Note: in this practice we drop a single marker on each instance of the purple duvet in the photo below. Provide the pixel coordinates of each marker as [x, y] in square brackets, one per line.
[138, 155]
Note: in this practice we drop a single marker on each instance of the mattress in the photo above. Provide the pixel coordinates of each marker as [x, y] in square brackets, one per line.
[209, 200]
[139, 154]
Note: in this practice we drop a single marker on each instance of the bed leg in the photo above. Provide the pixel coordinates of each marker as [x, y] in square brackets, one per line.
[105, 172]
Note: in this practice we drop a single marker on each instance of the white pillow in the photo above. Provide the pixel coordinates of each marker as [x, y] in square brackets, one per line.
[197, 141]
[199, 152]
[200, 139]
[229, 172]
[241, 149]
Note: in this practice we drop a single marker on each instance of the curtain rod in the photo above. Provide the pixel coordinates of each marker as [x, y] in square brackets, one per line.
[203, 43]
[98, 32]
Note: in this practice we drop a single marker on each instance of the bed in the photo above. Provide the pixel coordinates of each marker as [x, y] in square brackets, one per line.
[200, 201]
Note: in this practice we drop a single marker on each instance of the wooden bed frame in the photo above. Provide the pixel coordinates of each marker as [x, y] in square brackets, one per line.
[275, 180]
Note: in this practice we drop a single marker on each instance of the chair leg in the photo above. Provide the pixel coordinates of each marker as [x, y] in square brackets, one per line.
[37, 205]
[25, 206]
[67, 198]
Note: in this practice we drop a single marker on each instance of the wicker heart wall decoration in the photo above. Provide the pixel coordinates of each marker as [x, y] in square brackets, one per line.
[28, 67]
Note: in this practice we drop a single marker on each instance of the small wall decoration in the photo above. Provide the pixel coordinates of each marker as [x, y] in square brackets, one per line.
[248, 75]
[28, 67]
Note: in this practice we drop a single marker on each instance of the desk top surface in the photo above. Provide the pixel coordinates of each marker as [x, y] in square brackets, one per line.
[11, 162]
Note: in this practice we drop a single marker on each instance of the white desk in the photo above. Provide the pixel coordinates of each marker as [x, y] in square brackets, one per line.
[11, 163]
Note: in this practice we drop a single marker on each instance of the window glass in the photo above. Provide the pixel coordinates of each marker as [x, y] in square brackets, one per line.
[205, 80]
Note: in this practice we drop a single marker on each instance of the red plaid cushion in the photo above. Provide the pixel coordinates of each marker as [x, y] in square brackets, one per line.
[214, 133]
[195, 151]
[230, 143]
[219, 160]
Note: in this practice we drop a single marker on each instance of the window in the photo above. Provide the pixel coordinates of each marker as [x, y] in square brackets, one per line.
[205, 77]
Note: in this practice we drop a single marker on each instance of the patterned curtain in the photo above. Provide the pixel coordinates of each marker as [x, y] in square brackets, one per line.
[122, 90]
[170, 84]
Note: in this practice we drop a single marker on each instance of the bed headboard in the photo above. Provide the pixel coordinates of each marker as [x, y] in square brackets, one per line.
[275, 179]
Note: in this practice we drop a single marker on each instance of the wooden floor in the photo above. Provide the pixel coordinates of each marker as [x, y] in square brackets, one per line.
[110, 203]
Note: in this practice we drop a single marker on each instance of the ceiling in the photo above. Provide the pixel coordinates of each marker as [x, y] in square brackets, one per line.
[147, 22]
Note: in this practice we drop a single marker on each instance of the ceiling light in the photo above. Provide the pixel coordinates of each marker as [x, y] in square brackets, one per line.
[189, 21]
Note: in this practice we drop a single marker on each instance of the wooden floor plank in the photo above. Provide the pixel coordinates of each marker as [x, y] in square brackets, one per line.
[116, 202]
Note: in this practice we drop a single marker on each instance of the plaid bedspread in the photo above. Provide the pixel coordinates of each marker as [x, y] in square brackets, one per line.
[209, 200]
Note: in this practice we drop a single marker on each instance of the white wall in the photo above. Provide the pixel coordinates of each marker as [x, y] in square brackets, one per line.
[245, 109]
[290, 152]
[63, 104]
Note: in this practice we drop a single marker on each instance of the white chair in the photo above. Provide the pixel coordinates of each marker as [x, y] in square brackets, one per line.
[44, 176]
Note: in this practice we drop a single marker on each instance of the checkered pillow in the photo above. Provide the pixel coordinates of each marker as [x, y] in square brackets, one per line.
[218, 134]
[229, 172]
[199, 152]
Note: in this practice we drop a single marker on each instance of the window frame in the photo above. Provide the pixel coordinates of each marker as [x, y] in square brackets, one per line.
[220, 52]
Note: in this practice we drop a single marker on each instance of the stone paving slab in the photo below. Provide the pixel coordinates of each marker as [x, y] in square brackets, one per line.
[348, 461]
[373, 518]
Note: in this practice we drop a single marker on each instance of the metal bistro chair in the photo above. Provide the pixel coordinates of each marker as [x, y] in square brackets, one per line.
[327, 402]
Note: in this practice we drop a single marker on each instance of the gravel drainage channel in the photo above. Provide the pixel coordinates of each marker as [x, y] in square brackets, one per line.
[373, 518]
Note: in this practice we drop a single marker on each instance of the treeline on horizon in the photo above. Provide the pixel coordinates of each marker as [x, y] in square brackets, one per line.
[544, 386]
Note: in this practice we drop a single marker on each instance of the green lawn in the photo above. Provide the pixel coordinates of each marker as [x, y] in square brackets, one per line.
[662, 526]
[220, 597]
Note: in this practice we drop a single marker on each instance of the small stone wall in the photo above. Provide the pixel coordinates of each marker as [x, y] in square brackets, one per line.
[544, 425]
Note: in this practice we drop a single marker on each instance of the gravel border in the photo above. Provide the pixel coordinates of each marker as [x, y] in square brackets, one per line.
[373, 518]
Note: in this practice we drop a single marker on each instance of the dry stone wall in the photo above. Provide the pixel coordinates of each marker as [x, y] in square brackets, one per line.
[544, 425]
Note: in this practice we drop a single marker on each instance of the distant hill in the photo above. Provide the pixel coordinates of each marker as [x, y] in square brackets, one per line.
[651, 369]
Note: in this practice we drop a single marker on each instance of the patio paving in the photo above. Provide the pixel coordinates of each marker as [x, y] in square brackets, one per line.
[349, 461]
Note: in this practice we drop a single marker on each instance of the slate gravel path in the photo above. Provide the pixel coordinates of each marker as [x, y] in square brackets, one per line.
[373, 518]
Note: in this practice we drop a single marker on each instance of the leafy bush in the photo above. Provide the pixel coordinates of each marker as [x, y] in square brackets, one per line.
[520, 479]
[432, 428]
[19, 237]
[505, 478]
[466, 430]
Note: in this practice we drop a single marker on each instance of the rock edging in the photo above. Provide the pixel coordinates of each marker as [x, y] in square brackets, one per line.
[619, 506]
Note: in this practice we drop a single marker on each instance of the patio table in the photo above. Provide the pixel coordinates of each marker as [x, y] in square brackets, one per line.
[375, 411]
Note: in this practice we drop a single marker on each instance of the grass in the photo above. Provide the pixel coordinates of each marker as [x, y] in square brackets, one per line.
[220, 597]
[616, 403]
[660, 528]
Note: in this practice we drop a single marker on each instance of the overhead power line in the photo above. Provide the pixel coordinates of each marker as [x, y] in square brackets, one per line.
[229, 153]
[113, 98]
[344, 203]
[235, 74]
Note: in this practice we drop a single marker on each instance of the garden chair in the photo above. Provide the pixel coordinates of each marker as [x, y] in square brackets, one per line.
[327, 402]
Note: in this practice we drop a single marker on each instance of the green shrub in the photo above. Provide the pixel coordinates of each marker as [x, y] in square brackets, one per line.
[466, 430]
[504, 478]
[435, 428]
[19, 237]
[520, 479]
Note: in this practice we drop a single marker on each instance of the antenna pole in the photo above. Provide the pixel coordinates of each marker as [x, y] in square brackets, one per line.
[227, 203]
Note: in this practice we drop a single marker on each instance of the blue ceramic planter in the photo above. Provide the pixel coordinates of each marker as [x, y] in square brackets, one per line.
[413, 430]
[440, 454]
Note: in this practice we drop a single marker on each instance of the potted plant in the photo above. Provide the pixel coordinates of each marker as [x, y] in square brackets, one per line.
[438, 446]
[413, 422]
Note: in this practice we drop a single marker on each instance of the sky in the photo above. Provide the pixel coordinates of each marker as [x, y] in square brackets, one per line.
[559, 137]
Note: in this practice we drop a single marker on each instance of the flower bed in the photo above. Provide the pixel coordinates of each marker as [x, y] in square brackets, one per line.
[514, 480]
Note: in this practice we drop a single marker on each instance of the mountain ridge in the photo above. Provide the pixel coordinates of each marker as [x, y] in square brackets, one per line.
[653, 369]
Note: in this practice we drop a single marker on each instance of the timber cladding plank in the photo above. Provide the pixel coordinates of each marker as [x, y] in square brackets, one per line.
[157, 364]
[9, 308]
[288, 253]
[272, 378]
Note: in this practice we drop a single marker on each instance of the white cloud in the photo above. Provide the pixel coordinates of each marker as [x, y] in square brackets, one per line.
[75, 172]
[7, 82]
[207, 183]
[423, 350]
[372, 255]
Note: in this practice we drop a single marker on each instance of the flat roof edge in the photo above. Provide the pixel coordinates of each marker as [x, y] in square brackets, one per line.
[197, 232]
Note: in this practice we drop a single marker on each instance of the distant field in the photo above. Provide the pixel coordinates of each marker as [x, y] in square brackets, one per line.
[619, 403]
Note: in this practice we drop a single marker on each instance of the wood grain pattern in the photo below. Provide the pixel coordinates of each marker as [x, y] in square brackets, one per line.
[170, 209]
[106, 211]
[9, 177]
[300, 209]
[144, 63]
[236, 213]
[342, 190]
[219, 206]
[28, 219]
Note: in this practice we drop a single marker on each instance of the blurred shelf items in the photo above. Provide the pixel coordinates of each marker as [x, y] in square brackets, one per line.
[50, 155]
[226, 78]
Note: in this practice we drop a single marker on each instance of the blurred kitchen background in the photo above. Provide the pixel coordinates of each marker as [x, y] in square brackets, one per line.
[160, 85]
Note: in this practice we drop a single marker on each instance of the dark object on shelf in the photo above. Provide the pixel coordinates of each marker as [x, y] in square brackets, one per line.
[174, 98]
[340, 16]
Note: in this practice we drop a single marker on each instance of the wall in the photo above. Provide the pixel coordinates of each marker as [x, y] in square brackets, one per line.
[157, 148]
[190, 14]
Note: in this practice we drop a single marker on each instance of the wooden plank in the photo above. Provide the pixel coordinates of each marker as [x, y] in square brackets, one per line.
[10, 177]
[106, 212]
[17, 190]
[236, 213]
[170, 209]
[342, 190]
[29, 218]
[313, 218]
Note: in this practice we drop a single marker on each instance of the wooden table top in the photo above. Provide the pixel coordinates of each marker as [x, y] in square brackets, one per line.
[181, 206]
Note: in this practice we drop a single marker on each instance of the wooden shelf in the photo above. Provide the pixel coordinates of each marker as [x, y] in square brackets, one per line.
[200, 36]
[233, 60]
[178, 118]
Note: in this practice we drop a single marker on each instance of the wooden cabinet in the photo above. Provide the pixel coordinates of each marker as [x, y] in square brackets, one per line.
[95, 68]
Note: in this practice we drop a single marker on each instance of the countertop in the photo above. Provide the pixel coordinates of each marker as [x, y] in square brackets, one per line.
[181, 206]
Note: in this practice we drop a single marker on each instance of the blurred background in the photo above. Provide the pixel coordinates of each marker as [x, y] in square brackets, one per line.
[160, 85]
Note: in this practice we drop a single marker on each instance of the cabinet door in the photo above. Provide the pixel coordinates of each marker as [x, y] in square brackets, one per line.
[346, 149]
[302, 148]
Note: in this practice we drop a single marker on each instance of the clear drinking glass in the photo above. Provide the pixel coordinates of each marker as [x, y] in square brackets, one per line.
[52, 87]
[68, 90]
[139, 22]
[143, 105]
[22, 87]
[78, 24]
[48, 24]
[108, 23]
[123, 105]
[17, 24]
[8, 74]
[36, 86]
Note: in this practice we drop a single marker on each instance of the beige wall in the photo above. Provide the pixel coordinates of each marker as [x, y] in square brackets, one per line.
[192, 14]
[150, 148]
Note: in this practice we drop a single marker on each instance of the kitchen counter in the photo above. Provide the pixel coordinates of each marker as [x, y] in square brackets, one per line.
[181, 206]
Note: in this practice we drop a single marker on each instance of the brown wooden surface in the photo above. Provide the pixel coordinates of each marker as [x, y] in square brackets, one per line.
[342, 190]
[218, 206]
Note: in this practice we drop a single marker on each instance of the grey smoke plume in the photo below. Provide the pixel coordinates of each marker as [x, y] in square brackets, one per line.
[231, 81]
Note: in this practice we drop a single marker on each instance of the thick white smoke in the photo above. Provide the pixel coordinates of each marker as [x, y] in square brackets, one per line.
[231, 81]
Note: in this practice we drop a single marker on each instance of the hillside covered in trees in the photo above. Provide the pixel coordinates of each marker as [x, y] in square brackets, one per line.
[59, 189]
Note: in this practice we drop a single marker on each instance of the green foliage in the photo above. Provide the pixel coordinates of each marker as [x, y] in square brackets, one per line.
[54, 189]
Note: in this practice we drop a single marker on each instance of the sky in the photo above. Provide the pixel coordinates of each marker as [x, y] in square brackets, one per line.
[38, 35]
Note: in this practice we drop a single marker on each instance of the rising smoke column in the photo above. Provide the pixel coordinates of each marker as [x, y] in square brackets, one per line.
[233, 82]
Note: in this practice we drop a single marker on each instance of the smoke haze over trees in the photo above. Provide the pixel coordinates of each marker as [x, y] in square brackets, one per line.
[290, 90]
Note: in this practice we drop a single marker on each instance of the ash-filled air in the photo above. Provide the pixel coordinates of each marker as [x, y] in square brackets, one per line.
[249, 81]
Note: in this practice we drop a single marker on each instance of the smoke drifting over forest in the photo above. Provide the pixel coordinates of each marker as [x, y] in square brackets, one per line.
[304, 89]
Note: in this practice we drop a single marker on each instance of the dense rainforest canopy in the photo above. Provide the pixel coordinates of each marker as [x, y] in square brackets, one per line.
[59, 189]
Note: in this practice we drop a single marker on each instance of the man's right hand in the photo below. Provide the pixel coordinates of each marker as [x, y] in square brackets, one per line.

· · · · · · ·

■ WHAT TO WORK ON
Restate word for word the lines from the one holding "of the dense" to the end of the listing, both ends included, and nothing more.

■ EXPECTED OUTPUT
Note: in this practice we drop a single marker on each instance of the dense rainforest canopy in the photo above. Provide the pixel coordinates of each marker as [x, y] in square brackets, one per line.
[59, 189]
Note: in this practice we drop a single marker on each instance of the man's right hand in the photo below. Provide the pixel coordinates of each marker as [x, y] in square brackets, one per line.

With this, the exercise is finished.